_TASKS TO PERFORM:_
(a) Please translate this sentence from the blog post on lacrosse and SAN multipathing into Spanish: "You can never predict how the defense will react, so you need a secondary outlet for scoring plays in case the primary outlet is covered and cannot get open."
(b) Continue the blog post on lacrosse and SAN multipathing from its last sentence.

Tuesday Jul 22, 2008

Video: OpenSolaris Tape Enhancements

I spoke to the June 2008 meeting of FROSUG on OpenSolaris Tape enhancements.

11:30 mins

iPod version also available

Monday Jul 14, 2008


Scoring in Lacrosse is the glamour in the game, but what about the setup for a score?  That’s where the hard work is done.  The feeders and off-ball movement, whether it be a mid-fielder or an attack are what setup the plays.  Sometimes the feeders get an assist, sometimes not, but always the biggest part of a goal is the setup.  With all plays, there is a primary outlet and a secondary outlet. (See video.)

You can never predict how the defense will react, so you need a secondary outlet for scoring plays in case the primary outlet is covered and cannot get open.

Setting up a SAN (Storage Area Network) is no different.  It’s mandatory to have primary and secondary paths to your disk drives to protect against path failures.  This has been a defacto standard in SANs since the late 90’s, and has become a standard component in all of the premier OSs (Operating Systems) on the market today.  In the industry it’s called multi-pathing software, for OpenSolaris it’s a component called MPxIO.  Most storage companies have a significant investment here, too, as this signified a differentiator in the early days, but now most storage purchasers use what comes packaged in the OS.

_GIVEN INFORMATION:_
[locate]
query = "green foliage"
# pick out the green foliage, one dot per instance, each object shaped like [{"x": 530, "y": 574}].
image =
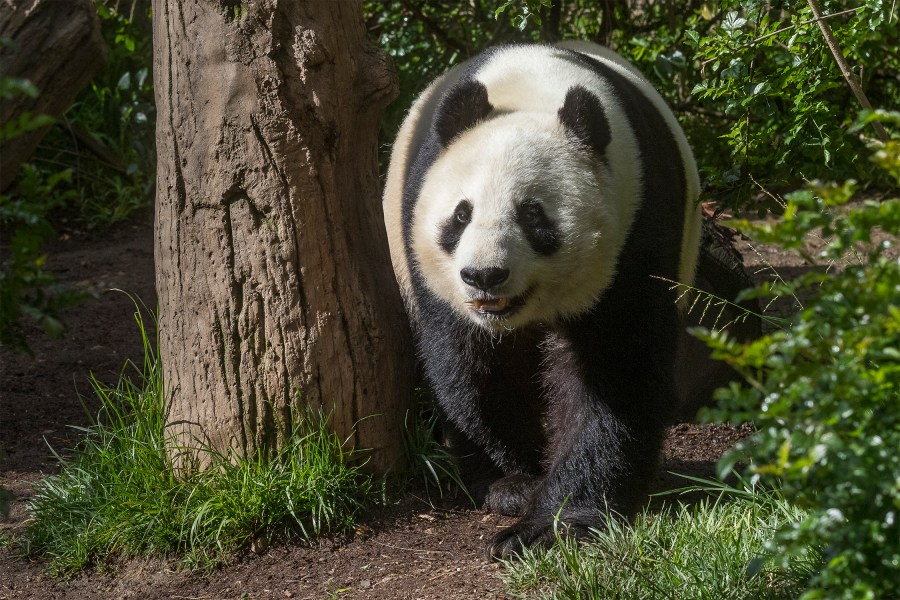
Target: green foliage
[
  {"x": 107, "y": 136},
  {"x": 120, "y": 495},
  {"x": 755, "y": 77},
  {"x": 431, "y": 463},
  {"x": 785, "y": 106},
  {"x": 825, "y": 391},
  {"x": 696, "y": 551},
  {"x": 26, "y": 288}
]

_ANSWERS BELOW:_
(a) Nunca se puede predecir cómo reaccionará la defensa, así que se necesita una salida secundaria para las jugadas de anotación en caso de que la salida principal esté cubierta y no pueda quedar libre.

(b)
So that’s great for disks, but what about tape devices?  Pretty significant storage component on the SAN, right?  In most cases - not an option.  Why?  It’s very difficult to do and requires coordination with tape applications, the OS and tape devices.

Tape devices are sequential; when things are going well (on writes) there are three basic things happening: 

  • I/O is flowing without interruption to the tape device
  • The I/Os are filling the buffer on the tape device and keeping the buffer full
  • The actual tape is running at full speed with the buffer spilling onto it in the right location(s)

When things go badly, though, there’s a lot to be done:

  • Validate that you have an alternate good path to the tape device
  • Determine the last good write to the tape device and its proper location on tape
  • Set up the I/O stream on the host to start after the last good write, making sure the order is preserved
  • Reposition the tape to the correct point to restart the I/O stream
  • Restart the I/O stream, loading the buffer again
  • Start the tape movement and buffer spilling onto it

Today marks a banner day: build 93 of Open Solaris contains multi-pathing for tape.  Generic tape multi-pathing.  That’s right, the developers created a methodology that doesn’t require a special tape application, protocol or tape drives to provide the support.  Brilliant!!

So, how does it work?  Well, let’s go back to the lineage of development: 

  • ST Logical Block Addressing – The first thing to do was to start using an absolute position instead of a relative one.  So inside the tape driver (ST – SCSI Tape),  instead of using file/block (count of files from the beginning of the tape partition and the block within a particular file – relative positioning) a conversion has been made to use logical block addressing (count of any entity recorded from the beginning of the tape partition – absolute positioning) all the time.  This was added in build 69 of OpenSolaris.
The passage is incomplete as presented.